* _Enunciado da tarefa_:
Indique se cada afirmação concorda com o excerto do documento apresentado abaixo. Responda sim ou não e transcreva as palavras exatas do excerto que justificam a resposta.
1. O trabalho descrito prolongou-se por 14 horas.
2. A mãe de L.A.E provou o jantar.
3. Ricky Martin assumiu o controlo do blog.

* _Excerto do documento_:
>>>

La Vida Loca de L.A.E
































































Não. Ricky Martin não tomou conta do blog (conseguisse ele articular mais do que um refrão Pop). Nem é L.A.E vai sair do armário. Até porque não há armário de onde se possa sair, quando já é certo e sabido que ler este blog é uma pura perda de tempo. Contas feitas desde o primeiro post.

A Vida Loca é apenas um sound bite para um memorável sábado e correspondente jantar. O primeiro jantar digno de esse nome do ponto de vista estrutural, conceptual e criativo. É com enorme pesar que L.A.E se apercebe que esteve quase dois meses sem elevar o nível da sua cozinha. Mantendo-se, confortavelmente, num patamar Bistro, sempre bem executado, mas menos estruturante e criativo.

O conceito Bistro é um pouco como os subsídios. Existem para, supostamente, criar competitividade, mas no fim das contas criam dependência e não crescimento. Um Bistro é simpático, mas não empolga. Mata a fome, mas não cria a vontade de comer. Ao contrário, tudo o que é estruturante e “desenvolvível” cria a necessidade de.

Como L.A.E consegue fazer uma moção estratégica num parágrafo é tão curioso, como a lágrima de sangue que escorre sobre a estátua de Cristo, numa igreja qualquer. Não acreditando em coincidências, só posso acreditar que existe uma relação directamente proporcional entre elevar o jogo na cozinha e a actividade cerebral.

Sim é verdade. Há horas em que L.A.E se sente muito perdido. Vejamos: uma casa repleta de ingredientes frescos, onde quase tudo pode acontecer, torna-se complicado fechar uma ementa, um alinhamento. A exigência de raciocínio e critério obrigar a puxar pela cabeça. Chega a doer. Mas como qualquer atleta, ultrapassada a barreira da dor, atingem-se os grandes feitos.

Longe de L.A.E pensar que foi um grande feito. Foram 14 horas de ponta a ponta, empenhei-me ao máximo, em todos os aspectos. A minha mãe não provou, mas tenho a certeza que concorda que sou o maior. O maior do mundo, na área do meu bairro, mas só na minha rua, sem contar com a vizinha do lado de cima, que cozinha que se farta, e só aos Sábados, em dias impares, e que por uma remoto acaso, L.A.E esteja a cozinhar.

<<<

* _Dados em bruto_:
>>>

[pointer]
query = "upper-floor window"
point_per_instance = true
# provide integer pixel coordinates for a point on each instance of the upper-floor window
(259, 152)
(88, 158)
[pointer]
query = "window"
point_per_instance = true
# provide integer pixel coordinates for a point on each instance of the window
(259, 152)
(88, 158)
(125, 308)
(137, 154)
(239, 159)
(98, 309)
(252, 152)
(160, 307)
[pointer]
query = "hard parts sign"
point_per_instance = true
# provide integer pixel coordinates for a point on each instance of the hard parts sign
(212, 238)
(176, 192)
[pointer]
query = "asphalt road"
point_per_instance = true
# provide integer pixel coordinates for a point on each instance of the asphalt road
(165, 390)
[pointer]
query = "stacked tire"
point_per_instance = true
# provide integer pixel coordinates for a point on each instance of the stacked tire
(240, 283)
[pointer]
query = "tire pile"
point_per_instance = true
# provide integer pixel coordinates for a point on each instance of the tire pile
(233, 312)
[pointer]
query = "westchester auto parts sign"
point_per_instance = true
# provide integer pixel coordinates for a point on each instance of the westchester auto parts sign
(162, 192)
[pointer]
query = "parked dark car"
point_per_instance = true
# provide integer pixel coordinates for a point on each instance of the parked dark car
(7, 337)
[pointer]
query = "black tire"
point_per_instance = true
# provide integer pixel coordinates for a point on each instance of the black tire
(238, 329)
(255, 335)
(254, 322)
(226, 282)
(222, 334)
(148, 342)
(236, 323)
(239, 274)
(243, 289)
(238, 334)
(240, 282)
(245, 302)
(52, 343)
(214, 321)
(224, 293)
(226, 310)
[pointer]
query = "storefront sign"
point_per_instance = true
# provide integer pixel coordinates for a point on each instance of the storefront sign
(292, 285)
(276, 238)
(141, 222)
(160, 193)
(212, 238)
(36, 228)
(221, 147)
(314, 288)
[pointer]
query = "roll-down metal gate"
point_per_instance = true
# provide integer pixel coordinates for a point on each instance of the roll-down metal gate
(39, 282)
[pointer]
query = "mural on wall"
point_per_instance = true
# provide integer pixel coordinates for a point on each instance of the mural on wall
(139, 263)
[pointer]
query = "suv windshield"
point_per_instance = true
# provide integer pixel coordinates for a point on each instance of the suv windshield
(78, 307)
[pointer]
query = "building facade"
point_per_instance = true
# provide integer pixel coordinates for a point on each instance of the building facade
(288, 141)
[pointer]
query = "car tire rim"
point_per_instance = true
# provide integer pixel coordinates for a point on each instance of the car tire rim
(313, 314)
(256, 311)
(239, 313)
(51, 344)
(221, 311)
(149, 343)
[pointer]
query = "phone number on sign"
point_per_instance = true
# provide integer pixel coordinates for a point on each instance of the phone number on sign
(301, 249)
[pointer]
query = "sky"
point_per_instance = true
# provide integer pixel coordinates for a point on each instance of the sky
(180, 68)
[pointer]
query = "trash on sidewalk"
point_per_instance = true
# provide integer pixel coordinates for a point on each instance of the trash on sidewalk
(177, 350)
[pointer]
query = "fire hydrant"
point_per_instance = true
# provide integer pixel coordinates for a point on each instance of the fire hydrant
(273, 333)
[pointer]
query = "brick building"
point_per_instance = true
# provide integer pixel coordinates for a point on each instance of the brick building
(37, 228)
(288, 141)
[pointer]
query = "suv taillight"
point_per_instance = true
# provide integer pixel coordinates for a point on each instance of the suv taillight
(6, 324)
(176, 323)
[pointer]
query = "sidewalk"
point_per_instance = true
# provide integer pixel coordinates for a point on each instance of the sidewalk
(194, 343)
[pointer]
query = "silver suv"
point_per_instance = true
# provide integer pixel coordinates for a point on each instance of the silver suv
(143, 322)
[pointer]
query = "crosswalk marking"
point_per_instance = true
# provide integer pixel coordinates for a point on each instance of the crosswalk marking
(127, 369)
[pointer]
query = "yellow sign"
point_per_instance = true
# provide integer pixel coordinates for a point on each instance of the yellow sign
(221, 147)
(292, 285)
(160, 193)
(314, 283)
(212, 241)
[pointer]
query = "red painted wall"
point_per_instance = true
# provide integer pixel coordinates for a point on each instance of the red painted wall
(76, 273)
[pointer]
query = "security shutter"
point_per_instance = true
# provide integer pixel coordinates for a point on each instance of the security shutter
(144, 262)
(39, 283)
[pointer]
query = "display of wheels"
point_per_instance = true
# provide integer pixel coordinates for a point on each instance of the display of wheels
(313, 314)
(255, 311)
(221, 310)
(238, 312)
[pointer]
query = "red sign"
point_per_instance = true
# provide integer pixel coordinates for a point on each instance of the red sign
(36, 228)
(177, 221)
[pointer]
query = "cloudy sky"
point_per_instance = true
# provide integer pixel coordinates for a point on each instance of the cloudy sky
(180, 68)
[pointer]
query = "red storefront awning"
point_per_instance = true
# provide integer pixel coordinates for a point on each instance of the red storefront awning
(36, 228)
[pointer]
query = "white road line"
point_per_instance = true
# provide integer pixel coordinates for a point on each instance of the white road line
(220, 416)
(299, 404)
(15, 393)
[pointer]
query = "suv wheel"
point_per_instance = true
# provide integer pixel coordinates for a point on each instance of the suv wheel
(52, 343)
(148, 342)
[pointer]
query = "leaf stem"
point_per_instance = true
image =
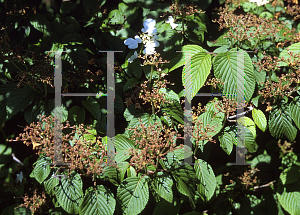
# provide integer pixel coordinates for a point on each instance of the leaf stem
(45, 86)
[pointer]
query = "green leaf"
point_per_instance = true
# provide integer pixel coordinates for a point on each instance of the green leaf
(163, 186)
(294, 48)
(281, 123)
(69, 193)
(131, 112)
(50, 184)
(133, 195)
(194, 77)
(71, 37)
(259, 119)
(179, 59)
(93, 107)
(250, 144)
(42, 107)
(229, 68)
(42, 169)
(146, 120)
(290, 175)
(19, 100)
(131, 172)
(111, 174)
(289, 197)
(122, 168)
(174, 110)
(226, 142)
(208, 182)
(99, 200)
(92, 4)
(295, 110)
(186, 179)
(211, 117)
(246, 121)
(122, 144)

<<<

* _Resolução escrita_:
1. Sim: "Foram 14 horas de ponta a ponta".
2. Não: "A minha mãe não provou".
3. Não: "Ricky Martin não tomou conta do blog".